[Start of Recorded information]
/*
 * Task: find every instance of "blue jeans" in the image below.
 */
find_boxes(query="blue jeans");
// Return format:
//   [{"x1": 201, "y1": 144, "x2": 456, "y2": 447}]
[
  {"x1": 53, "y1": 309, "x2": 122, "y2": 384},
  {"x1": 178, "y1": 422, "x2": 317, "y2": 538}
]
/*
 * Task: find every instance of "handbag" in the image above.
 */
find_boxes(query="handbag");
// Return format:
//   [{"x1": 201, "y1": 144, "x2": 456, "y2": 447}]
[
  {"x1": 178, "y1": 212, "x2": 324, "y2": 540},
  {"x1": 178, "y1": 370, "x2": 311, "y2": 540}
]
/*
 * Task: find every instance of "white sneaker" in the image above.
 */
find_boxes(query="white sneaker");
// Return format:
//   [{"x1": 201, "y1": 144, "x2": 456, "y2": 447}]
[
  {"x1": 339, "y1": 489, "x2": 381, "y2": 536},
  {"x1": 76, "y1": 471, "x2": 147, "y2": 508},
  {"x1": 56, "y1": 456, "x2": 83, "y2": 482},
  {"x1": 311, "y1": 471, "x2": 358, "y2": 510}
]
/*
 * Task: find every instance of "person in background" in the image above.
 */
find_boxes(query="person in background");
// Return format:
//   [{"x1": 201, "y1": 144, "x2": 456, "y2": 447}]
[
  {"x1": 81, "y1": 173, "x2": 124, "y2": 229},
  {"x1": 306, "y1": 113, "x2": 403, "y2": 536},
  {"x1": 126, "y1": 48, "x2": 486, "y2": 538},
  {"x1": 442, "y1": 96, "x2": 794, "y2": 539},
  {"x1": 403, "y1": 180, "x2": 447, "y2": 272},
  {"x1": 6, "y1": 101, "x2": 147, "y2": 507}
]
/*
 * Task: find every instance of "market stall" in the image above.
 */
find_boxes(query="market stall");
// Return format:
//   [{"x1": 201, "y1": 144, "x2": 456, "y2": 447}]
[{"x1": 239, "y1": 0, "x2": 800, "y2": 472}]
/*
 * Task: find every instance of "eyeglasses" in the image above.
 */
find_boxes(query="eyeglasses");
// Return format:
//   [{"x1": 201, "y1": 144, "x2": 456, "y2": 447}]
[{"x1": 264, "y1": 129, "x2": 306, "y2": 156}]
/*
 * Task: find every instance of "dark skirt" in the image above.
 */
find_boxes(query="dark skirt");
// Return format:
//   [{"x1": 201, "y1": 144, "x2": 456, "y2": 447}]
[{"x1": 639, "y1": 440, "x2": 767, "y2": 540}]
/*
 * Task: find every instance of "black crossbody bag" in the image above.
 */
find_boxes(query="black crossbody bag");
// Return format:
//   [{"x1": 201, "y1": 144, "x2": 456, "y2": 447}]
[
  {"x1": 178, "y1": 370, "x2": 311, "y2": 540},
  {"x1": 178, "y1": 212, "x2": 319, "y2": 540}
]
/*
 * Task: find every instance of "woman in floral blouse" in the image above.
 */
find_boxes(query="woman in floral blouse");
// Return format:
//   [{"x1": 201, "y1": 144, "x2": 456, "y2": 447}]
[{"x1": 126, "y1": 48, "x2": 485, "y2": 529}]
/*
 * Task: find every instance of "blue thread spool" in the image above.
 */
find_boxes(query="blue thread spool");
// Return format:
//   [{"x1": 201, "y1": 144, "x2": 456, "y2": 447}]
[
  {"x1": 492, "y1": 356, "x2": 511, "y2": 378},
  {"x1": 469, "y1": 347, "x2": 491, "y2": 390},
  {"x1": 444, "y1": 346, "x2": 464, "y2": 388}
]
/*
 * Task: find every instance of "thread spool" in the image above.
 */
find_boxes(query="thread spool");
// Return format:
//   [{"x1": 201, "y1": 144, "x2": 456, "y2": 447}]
[End of Recorded information]
* **Short task**:
Which lines in the listing above contain the word "white"? Pull out each one, treating case as significant.

* **Completed task**:
 * Task: find every instance of "white sneaker" in the image above.
find_boxes(query="white sneaker");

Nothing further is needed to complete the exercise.